*Task directions*: Reproduce the stretch of the listing from the line containing "Target: large leafy tree" through the end of the listing, keeping every line. Shift each coordinate in the marked points up by 75.

*Recorded information*:
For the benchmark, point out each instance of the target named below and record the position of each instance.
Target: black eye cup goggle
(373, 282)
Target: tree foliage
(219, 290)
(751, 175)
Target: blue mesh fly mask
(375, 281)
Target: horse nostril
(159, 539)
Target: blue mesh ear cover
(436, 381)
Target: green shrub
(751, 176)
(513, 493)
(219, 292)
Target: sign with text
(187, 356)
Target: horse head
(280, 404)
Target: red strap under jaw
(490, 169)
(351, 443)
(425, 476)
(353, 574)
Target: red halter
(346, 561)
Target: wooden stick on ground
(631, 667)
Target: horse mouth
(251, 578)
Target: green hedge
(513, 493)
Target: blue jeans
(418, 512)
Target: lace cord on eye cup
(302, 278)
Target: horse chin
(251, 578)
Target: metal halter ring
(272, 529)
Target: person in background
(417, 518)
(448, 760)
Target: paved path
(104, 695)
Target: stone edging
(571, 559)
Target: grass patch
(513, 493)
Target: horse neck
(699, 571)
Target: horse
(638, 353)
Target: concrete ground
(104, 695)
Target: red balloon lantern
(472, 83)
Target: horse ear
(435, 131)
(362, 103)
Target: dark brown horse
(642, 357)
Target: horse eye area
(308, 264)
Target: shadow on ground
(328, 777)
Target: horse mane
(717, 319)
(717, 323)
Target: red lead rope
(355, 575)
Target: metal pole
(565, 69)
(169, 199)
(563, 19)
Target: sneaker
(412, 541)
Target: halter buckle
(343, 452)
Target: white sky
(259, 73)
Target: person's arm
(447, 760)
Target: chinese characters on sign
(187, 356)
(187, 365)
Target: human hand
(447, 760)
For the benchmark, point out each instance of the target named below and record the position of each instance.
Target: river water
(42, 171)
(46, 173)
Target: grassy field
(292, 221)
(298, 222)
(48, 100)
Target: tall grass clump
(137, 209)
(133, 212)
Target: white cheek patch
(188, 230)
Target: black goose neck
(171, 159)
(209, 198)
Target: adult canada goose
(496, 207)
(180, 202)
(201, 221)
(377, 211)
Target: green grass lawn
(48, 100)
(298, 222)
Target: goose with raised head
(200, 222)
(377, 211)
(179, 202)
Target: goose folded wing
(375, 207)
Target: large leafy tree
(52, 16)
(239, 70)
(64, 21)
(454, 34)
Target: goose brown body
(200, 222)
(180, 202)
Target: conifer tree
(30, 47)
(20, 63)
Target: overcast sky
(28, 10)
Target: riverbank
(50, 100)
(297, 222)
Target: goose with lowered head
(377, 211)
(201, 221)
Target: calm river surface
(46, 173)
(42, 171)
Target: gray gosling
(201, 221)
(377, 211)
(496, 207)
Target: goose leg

*Completed exercise*:
Target: large leafy tree
(127, 91)
(314, 145)
(139, 96)
(529, 109)
Target: goose brown body
(275, 297)
(255, 277)
Target: conifer tree
(105, 122)
(95, 138)
Target: overcast sky
(103, 85)
Target: riverbank
(125, 175)
(372, 297)
Target: goose with lowered head
(452, 286)
(276, 296)
Target: calm river surface
(121, 248)
(117, 246)
Target: gray gosling
(276, 296)
(452, 286)
(571, 282)
Target: goose leg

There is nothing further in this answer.